> [Assignment 1]: List the imaging methods that the plantar fasciitis text names.
> [Assignment 2]:
Answer each question from the plantar fasciitis text:
(a) What investigation is currently the gold standard?
(b) How often per day should stretching be done?
(c) For how long was wearing a night splint recommended?
> [Assignment 3]: Extend the plantar fasciitis text from its final sentence.

(Exercise passage begins)

There are several known risk factors in the non-athletic population, including restricted dorsiflexion ankle range of motion (common after an ankle sprain) and high body mass index (Martin et al, 2014). High or low foot arches will also increase risk of developing plantar fasciitis. Activities that involve simultaneous maximal plantarflexion of the ankle and dorsiflexion of the toes for examples prolong walking, running, and dancing, tend to pose higher risk of resulting in plantar fasciitis as well.

 

Clinical diagnosis and investigation

There are various clinical tests that can be done by physiotherapists to confirm the diagnosis of plantar fasciitis. Imaging usually isn’t necessary, but in terms of investigation options, ultrasound is currently the gold standard for plantar fasciitis (Brukner & Khan 2012). X-ray is not particularly helpful for confirming the diagnosis but it could be used to differentiate a calcaneal stress fracture, if that was suspected (Brukner & Khan 2012). MRI is not commonly used and it was found that there could be increased signal intensity in the plantar fascia and calcaneal spurs even in asymptomatic individuals (Ehrmann et al, 2014).

 

Treatment and Management

Basically management can be divided in to short term and long term.

  • Short-term management

For short term pain relieve management (the first four months), there are several things can be done including; avoiding aggravating activities, ice, manual therapy, stretches for the plantar fascia, soleus and gastrocnemius muscles, therapeuetic ultrasound, cortisone injection, anti-pronation or low-dye taping, a heel pad or heel cup, and prefabricated or custom made foot orthoses (Brukner & Khan 2012 & Martin et al 2014). There is some evidence suggesting potential benefit for trigger point dry needling (Martin et al 2014). Often a combination of these strategies is used together, but stretching is a main stay in conjunction with all other options. It was suggested the dosage should be either 2-3 times per day and varies between a sustained 3 minutes or intermittent 20 seconds stretch for optimal effect (Martin et al 2014).

A good combination of ice and massage is rolling your foot on a frozen water bottle.

  • Long term management options

If symptoms persist over 6 months, a night splint (e.g. Strassburg sock) can be considered an option and it was recommended to wear it for 1 to 3 months (Martin et al 2014). This typically will ease the early morning symptoms.

(Exercise passage ends)
(Given data begins)

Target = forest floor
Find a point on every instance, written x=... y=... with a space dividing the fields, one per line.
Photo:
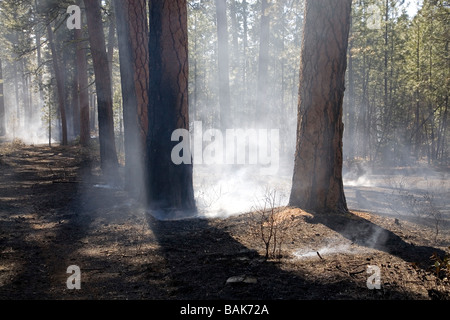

(Given data ends)

> [Answer area 1]: Ultrasound, X-ray, MRI

> [Answer area 2]:
(a) Ultrasound
(b) 2-3 times per day
(c) 1 to 3 months

> [Answer area 3]:
Strengthening exercises will also be a crucial part of the rehabilitation. It was found that strengthening the intrinsic muscle of the foot (e.g. toes flexors) can improve the arch support and stress distribution on the plantar fascia. The proximal hip muscles, specifically hip abductors and external rotators, were found to have a strength deficit after lower limb overuse injuries such as plantar fasciitis, and it is critical to strengthen these impaired muscles to improve lower limb biomechanics (Brukner & Khan 2012 & Kuligh et al 2011).       

 Hopefully the above information gives you a better understanding of what plantar fasciitis is and for those who are participating the Sydney Running Festival this weekend, good luck and have fun!

 

If you would like to get an accurate diagnosis and treatment, contact a physiotherapist here at Thornleigh Performance Physiotherapy. We have an expertise in musculoskeletal physiotherapy and we are near Beecroft, Cherrybrook, Hornsby, Normanhurst, Pennant Hills, Wahroonga, Westleigh, West Pennant Hills, West Pymble amongst others.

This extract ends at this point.